**Work item:**
Would you transcribe each entry that follows word for word, minus the images?

**Material for this exercise:**

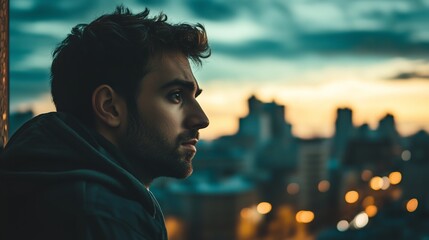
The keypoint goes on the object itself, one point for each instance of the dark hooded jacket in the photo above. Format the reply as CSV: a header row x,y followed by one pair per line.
x,y
61,180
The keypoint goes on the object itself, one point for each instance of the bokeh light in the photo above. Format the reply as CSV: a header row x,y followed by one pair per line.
x,y
395,178
371,210
369,200
264,208
323,186
376,183
293,188
412,205
343,225
361,220
406,155
386,183
366,175
351,196
304,216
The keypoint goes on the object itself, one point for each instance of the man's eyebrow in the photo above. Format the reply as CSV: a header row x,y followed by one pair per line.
x,y
185,84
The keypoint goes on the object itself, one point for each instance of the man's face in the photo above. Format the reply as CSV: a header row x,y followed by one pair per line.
x,y
162,130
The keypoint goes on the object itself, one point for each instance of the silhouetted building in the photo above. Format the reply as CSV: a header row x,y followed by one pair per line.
x,y
17,119
343,132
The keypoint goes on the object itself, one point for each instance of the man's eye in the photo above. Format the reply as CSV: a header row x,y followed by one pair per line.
x,y
176,97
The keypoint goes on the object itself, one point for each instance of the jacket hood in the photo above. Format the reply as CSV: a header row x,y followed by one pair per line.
x,y
56,147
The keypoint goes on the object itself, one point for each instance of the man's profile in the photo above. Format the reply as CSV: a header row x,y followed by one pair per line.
x,y
126,114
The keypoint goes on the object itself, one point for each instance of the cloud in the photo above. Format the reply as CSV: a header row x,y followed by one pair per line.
x,y
410,76
364,42
153,2
255,49
213,10
26,85
45,9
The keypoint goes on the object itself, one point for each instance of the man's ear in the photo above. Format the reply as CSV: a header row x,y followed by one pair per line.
x,y
109,108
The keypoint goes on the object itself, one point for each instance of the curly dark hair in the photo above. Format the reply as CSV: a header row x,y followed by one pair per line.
x,y
115,49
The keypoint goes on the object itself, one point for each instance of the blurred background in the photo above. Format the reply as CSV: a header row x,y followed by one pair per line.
x,y
319,113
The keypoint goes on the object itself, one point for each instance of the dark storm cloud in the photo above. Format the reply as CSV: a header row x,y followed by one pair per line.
x,y
254,49
153,2
359,43
213,10
51,10
23,44
29,83
364,43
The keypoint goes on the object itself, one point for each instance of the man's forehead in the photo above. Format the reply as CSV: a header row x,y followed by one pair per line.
x,y
172,66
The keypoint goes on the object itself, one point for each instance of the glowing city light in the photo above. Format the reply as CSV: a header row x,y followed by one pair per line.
x,y
351,196
366,175
386,183
395,178
264,208
304,216
293,188
323,186
376,183
371,210
412,205
406,155
361,220
368,201
343,225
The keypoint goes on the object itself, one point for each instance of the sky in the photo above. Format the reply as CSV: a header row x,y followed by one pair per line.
x,y
311,56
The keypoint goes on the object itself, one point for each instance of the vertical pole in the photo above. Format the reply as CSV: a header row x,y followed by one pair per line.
x,y
4,71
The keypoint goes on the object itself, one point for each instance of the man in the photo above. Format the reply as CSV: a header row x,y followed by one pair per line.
x,y
126,114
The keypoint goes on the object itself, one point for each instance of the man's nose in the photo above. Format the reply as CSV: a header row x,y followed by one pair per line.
x,y
196,118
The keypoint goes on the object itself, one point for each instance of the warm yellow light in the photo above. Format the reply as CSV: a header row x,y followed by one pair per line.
x,y
304,216
371,210
343,225
412,205
293,188
395,178
386,183
368,201
406,155
361,220
324,186
376,183
264,208
351,196
366,175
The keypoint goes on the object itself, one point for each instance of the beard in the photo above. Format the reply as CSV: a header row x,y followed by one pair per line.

**Exercise result:**
The keypoint goes on the object itself, one point for each instance of the dark hooded jacket in the photo above. Format the reply as CSV: a header row x,y followed by one pair per line.
x,y
61,180
The keypoint goes on the object itself, one point for each instance of the bokeh light in the photo above. Format the reply as CSV: a header row x,y followed by one pair per line.
x,y
395,178
371,210
369,200
264,208
323,186
376,183
293,188
412,205
343,225
361,220
406,155
386,183
366,175
351,196
304,216
The keypoint goes on the object itself, one point for each instance of the man's eyebrow in the photo above. Format the reply as CSV: a header row x,y followed by one pair per line.
x,y
185,84
The keypoint goes on the object itself, one point for each instance of the man's face in the photo above. Format the reply as CSV: a header row x,y followed by one pair per line.
x,y
162,130
The keypoint goes on the object itself, one point for each instance of the silhouetted building in the photo above. Format the reply as CSV: a header row x,y followed by one pair per line.
x,y
17,119
343,132
The keypoint goes on the object itself, one point for each instance of the man's eye in the photo above. Format the reply as CSV: a header row x,y followed by one pair per line.
x,y
176,97
The keypoint goes on the object itself, one point for each instance of the jacket hood in the photo above. Format the reply as CSV: a header row x,y followed by one pair per line.
x,y
56,147
The keypoint goes on the object itself, one point for each instance of the man's profile in the photo above. Format the reply as CSV: a header row x,y followed by one pair per line.
x,y
126,114
The keypoint goes on the object itself, one point for each instance of the cloud in the photo above. Format the reply as CSV: a header row x,y followed by one pair per line.
x,y
410,76
364,42
153,2
255,49
213,10
26,85
45,9
The keypoint goes on the object itself, one point for each instance of the man's ear in the photo above. Format the reply as CSV: a header row x,y followed by one pair per line.
x,y
109,108
The keypoint goes on the object itself, one point for each instance of the curly dark hair in the photo above. Format the reply as CSV: a header row x,y followed by one pair per line.
x,y
115,49
The keypoint goes on the object itself, one point for each instance of the blurred background in the photo above. Format the reply as CSV: a header row x,y followed by one pair per line.
x,y
319,113
The keypoint goes on the object itself, one point for each instance of the dark storm cloud in the photo above. Format the reply as CSV: a header row x,y followed by one pair per line.
x,y
254,49
153,2
359,43
213,10
51,10
23,44
29,83
364,43
The keypoint goes on the object itself, one point for each instance of the man's forehead in the photo above. Format the reply as CSV: a header row x,y followed by one pair per line.
x,y
172,66
The keypoint goes on the object itself, one point for each instance of the glowing city light in the photo above. Format the reply as CSV: a header row x,y followed by one pair per line.
x,y
351,196
366,175
386,183
395,178
264,208
304,216
293,188
323,186
376,183
371,210
412,205
406,155
361,220
368,201
343,225
The keypoint goes on the object itself, one point for each instance of the sky in the photo above. Format the reply as CSV: a header row x,y followed by one pair per line.
x,y
311,56
The keypoint goes on the object itself, one point for each instance of the vertical pole in the photo above. Format the reply as CSV: a header row x,y followed by one pair per line.
x,y
4,71
The keypoint goes on the object itself, one point for each instance of the man in the photo above. Format the reply as CSV: a header row x,y followed by one pair per line.
x,y
126,114
The keypoint goes on the object itself, one point for each instance of the man's nose in the photo above. Format the reply as CSV: a header row x,y followed by one pair per line.
x,y
196,118
The keypoint goes on the object itself, one point for each instance of the warm yellow light in the photo above. Format the reply as CSV: a header row x,y followed by one pair per line.
x,y
304,216
371,210
343,225
412,205
293,188
395,178
386,183
368,201
406,155
361,220
324,186
376,183
264,208
351,196
366,175
The keypoint goes on the object itself, one point for each instance of the beard in the photo above. Format the reply as CSV: a header row x,y followed by one pair per line.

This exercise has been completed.